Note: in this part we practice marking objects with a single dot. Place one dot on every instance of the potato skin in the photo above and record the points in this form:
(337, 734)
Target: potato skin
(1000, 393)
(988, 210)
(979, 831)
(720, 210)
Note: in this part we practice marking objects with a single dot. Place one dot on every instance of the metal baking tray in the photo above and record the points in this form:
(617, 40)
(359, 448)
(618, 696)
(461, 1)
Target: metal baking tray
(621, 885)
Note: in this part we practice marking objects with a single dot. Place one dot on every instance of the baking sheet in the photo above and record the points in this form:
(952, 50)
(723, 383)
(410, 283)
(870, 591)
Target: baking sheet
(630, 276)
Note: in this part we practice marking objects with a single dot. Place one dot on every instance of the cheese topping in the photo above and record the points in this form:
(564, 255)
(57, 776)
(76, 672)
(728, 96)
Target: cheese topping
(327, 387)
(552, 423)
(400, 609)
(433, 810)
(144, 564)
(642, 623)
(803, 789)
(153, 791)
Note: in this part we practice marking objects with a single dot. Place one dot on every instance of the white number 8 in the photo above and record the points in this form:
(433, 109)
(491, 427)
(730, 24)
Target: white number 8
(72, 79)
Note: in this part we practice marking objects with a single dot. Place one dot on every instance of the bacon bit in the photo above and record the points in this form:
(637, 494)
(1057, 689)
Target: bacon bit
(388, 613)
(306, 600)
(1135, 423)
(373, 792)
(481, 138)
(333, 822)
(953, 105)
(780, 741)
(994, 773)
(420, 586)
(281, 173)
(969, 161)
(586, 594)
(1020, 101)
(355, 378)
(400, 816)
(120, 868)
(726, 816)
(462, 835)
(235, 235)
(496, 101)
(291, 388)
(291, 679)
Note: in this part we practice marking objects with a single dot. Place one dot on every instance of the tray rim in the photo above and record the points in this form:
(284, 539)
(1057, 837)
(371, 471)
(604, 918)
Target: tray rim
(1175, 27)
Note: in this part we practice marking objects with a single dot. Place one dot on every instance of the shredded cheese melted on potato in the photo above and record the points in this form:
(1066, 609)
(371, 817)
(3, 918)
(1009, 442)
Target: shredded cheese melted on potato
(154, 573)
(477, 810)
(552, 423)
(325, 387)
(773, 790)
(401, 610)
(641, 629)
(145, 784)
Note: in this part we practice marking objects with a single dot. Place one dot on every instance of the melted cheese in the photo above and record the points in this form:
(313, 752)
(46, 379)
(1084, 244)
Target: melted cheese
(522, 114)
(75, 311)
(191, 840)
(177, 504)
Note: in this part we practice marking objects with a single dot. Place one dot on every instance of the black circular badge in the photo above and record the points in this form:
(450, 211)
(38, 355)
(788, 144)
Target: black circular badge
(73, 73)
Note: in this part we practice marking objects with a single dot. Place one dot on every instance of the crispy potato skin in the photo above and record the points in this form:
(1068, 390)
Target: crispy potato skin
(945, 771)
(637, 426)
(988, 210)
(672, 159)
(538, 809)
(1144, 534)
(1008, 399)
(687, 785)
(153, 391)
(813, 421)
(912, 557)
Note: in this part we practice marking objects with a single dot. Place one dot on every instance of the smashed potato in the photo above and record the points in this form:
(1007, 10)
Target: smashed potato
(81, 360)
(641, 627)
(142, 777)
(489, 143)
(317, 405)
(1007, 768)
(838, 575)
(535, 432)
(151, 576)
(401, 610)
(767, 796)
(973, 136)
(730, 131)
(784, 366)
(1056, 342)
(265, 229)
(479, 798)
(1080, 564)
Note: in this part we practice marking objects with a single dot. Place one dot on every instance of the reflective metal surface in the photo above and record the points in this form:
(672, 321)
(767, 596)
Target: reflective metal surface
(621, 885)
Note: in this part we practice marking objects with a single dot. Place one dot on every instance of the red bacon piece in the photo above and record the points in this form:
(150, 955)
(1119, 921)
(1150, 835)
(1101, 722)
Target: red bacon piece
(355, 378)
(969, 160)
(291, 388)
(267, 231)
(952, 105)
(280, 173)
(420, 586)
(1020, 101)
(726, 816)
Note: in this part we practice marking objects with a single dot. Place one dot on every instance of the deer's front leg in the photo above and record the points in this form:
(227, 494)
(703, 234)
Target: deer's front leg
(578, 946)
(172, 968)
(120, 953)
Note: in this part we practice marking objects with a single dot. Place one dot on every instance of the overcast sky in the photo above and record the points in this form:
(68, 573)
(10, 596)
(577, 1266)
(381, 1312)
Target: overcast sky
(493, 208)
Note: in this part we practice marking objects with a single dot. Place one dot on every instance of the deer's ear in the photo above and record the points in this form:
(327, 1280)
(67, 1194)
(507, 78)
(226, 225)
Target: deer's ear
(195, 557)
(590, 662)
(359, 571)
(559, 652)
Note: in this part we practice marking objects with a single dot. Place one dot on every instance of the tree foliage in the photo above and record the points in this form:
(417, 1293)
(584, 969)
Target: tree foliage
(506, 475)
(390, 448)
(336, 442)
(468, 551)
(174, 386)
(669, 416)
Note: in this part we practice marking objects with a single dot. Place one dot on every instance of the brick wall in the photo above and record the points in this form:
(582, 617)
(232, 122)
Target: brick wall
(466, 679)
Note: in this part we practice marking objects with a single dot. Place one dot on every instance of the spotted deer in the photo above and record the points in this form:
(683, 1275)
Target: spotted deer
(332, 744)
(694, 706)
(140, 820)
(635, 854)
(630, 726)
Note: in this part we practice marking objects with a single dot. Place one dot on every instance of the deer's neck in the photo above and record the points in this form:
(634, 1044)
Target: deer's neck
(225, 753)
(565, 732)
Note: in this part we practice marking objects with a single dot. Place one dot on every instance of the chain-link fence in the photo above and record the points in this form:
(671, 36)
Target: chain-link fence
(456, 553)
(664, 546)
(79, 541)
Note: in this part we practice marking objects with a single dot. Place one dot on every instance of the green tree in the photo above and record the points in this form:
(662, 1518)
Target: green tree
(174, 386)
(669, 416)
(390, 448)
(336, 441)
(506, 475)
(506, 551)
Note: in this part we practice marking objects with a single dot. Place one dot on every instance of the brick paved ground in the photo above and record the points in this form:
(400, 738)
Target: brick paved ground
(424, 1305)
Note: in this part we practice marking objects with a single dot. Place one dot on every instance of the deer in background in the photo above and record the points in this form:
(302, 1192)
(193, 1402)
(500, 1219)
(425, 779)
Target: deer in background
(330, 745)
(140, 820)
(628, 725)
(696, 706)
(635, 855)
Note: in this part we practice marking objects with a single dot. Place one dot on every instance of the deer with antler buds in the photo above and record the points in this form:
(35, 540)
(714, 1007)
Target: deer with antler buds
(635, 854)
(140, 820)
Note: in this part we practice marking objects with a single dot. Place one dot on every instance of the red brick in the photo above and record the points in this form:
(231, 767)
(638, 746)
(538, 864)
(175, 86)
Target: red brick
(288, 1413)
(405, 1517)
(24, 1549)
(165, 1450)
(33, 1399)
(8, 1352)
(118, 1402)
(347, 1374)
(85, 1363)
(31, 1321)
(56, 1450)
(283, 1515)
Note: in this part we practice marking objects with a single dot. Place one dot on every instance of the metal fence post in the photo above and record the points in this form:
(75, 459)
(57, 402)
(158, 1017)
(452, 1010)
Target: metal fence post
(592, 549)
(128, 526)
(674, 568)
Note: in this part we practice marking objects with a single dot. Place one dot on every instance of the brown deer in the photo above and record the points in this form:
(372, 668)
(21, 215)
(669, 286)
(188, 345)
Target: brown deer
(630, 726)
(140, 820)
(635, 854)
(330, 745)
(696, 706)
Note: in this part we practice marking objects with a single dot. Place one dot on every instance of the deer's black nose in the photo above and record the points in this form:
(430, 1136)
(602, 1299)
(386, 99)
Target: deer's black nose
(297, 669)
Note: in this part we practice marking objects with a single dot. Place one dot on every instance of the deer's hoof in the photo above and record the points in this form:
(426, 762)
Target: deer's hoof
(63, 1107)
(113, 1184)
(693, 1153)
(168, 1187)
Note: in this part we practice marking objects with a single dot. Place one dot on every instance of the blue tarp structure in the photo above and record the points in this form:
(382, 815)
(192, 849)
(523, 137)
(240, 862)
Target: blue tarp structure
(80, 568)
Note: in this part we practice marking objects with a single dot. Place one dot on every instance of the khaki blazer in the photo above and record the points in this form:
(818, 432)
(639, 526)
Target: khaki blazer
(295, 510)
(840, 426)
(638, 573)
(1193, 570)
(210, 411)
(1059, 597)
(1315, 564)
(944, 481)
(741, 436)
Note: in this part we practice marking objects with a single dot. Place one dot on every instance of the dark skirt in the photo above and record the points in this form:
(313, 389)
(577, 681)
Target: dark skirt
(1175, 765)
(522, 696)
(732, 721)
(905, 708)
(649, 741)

_ _ _ _

Your objective
Retype exactly the lines from the one containing "of the khaki" through the last line of the records above, including both.

Exercise result
Note: in this part we practice marking objects with a single dot. Place one dot on every instance of the khaki blazer in the photo above and record the points in this form:
(818, 432)
(639, 526)
Target: khaki blazer
(295, 510)
(840, 426)
(638, 573)
(1193, 570)
(210, 411)
(1059, 597)
(1315, 564)
(944, 481)
(741, 436)
Note: in this part we practice marking objects with a single dot. Place one dot on every instance of the dark skirt in the photo above and record the points in this form:
(313, 389)
(577, 681)
Target: dark skirt
(1175, 765)
(522, 696)
(732, 721)
(905, 708)
(649, 741)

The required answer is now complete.